### COSA FARAI:
- 1) Formatta come lista numerata la parte dell'elenco che va dal suo inizio fino alla riga contenente "(1306, 490)", entrambi gli estremi compresi e senza le righe vuote.
- 2) Riprendi il testo sull'intesa tra il Gruppo L'Espresso e l'Itedi e proseguilo a partire dall'ultima frase riportata.

### TESTO FORNITO:
--*--
Una delle filastrocche della nostra infanzia bollava il mese di marzo come ‘pazzerello’. Il riferimento era soavemente meteorologico, per quel mutare repentino di temperature che spazientisce anche i più santi tra di noi. Mercoledì 2 marzo, i termografi del sistema editoriale hanno in effetti registrato picchi di irrequietezza come non succedeva da tempo. Quando si era diffusa la notizia che il Gruppo L’Espresso e l’Itedi avevano siglato “un memorandum d’intesa finalizzato alla creazione del gruppo leader editoriale italiano nonché uno dei principali gruppi europei nel settore dell’informazione quotidiana e digitale” molti, leggendo il solenne comunicato congiunto, erano saltati sulla sedia. Alcuni ammirati, altri incupiti, per non dire furibondi. Il motivo di tanta ansia e di così opposte reazioni attiene a quel bene immateriale che per una società autenticamente democratica risiede nella libertà di informazione che, secondo i criteri classici di giudizio, viene seriamente messa a rischio dalle concentrazioni editoriali.
--*--
Voci per l'etichettatura della posizione nelle immagini:
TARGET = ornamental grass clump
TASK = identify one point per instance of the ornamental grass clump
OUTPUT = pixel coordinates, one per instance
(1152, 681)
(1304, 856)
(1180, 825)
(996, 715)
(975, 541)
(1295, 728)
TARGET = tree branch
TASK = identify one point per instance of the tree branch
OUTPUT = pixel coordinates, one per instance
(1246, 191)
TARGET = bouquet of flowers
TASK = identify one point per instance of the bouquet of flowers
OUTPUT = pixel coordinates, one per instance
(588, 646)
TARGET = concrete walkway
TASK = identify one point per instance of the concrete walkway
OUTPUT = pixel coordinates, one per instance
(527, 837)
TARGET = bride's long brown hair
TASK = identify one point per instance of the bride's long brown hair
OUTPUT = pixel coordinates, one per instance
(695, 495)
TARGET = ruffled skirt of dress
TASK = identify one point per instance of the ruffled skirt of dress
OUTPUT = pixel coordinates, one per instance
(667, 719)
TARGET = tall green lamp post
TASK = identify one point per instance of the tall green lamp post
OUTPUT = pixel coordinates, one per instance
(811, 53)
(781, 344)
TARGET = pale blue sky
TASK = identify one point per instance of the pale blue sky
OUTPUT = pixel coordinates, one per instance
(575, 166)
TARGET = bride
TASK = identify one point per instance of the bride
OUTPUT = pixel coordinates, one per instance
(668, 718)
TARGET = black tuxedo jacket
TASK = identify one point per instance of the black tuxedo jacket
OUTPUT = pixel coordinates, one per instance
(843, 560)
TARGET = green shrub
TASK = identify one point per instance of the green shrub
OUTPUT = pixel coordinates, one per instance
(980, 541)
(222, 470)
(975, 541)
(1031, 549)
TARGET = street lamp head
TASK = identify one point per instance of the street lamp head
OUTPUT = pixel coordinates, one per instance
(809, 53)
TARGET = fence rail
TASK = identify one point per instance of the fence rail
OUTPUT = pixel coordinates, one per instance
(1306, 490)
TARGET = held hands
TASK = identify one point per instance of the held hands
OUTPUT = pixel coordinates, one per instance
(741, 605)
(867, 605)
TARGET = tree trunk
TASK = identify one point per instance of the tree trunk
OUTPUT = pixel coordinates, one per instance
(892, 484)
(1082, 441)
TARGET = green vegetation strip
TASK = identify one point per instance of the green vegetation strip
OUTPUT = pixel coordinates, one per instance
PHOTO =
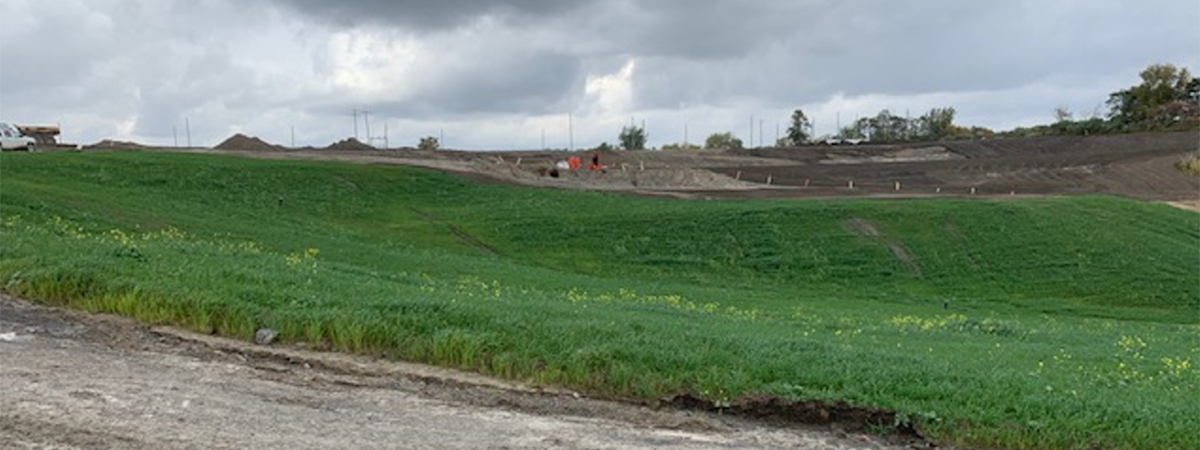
--*--
### RISPOSTE FORNITE:
- 1)
1. TARGET = ornamental grass clump
2. TASK = identify one point per instance of the ornamental grass clump
3. OUTPUT = pixel coordinates, one per instance
4. (1152, 681)
5. (1304, 856)
6. (1180, 825)
7. (996, 715)
8. (975, 541)
9. (1295, 728)
10. TARGET = tree branch
11. TASK = identify one point per instance of the tree branch
12. OUTPUT = pixel coordinates, one per instance
13. (1246, 191)
14. TARGET = bouquet of flowers
15. TASK = identify one point per instance of the bouquet of flowers
16. OUTPUT = pixel coordinates, one per instance
17. (588, 646)
18. TARGET = concrete walkway
19. TASK = identify one point per instance of the concrete walkway
20. OUTPUT = pixel coordinates, one per instance
21. (527, 837)
22. TARGET = bride's long brown hair
23. TASK = identify one point per instance of the bride's long brown hair
24. OUTPUT = pixel coordinates, one per instance
25. (695, 495)
26. TARGET = ruffled skirt of dress
27. TASK = identify one point per instance of the ruffled skirt of dress
28. OUTPUT = pixel coordinates, one per instance
29. (667, 719)
30. TARGET = tall green lamp post
31. TASK = identify one point per instance of the tall green lamp post
32. OUTPUT = pixel coordinates, one per instance
33. (811, 53)
34. (781, 344)
35. TARGET = pale blue sky
36. TASK = identify one point per instance of the pale blue sky
37. OUTPUT = pixel coordinates, one per instance
38. (575, 166)
39. TARGET = bride
40. TASK = identify one point per instance of the bride
41. OUTPUT = pixel coordinates, one per instance
42. (668, 718)
43. TARGET = black tuxedo jacket
44. TASK = identify one point per instance of the black tuxedo jacket
45. OUTPUT = pixel coordinates, one per instance
46. (843, 560)
47. TARGET = green shrub
48. TASK = identify one point per instance of the green shrub
49. OUTPUT = pixel coordinates, one per instance
50. (980, 541)
51. (222, 470)
52. (975, 541)
53. (1031, 549)
54. TARGET = street lamp head
55. TASK = identify one point per instance of the street lamp head
56. OUTPUT = pixel coordinates, one per instance
57. (809, 53)
58. TARGET = fence rail
59. TASK = identify one point per instance of the fence rail
60. OUTPUT = pixel coordinates, one per instance
61. (1306, 490)

- 2)
Criteri che però dimenticano – o almeno tengono in non cale – che nel sistema contemporaneo i rischi per l’editoria vengono dal progressivo quanto inarrestabile salasso del settore per l’emorragia delle copie vendute e il prosciugamento delle fonti pubblicitarie, mentre dilagano le pratiche del branded content e del native advertising, eleganti formule inglesi che nascondono messaggi pubblicitari spacciati come contenuti e a volte prodotti direttamente dalle aziende che sempre più spesso usano la leva dei budget pubblicitari per maramaldeggiare giornali e giornalisti. Per non parlare poi del confronto sempre più squilibrato della stampa anche nelle sue versioni online con i potentati tecnologici – Google, Facebook e i vari altri social network – a cui, come se non bastasse, si aggiungono le telco, che hanno deciso di fare dei contenuti un punto di sviluppo del proprio business.
Quando l’unione fa davvero la forza – Questo scenario a dir poco tormentoso in cui si dibatte il mondo dell’informazione tradizionale ha fatto decidere due imprenditori come Rodolfo De Benedetti e John Elkann, a cui si è affiancato con convinzione Carlo Perrone, a unire le forze secondo criteri di convenienze industriali e di una managerialità editoriale ripulita da residui romantici novecenteschi, per agire secondo il vetusto ma pur sempre valido principio che ‘l’unione fa la forza’ e che la concorrenza tra editori è sostenibile fin tanto che quelli se la possono permettere.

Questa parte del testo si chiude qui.